▸ **Objective**:
List each line in the records below that contains the string "Query".

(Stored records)
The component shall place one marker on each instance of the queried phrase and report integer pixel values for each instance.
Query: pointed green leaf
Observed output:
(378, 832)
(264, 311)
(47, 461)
--
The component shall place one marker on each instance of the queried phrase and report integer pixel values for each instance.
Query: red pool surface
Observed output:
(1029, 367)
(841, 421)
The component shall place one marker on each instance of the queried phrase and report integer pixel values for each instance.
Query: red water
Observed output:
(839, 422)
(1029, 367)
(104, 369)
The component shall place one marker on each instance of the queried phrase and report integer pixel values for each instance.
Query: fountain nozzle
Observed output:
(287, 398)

▸ **Task output**:
Query: pointed green leaf
Query: red pool surface
Query: red water
Query: fountain nozzle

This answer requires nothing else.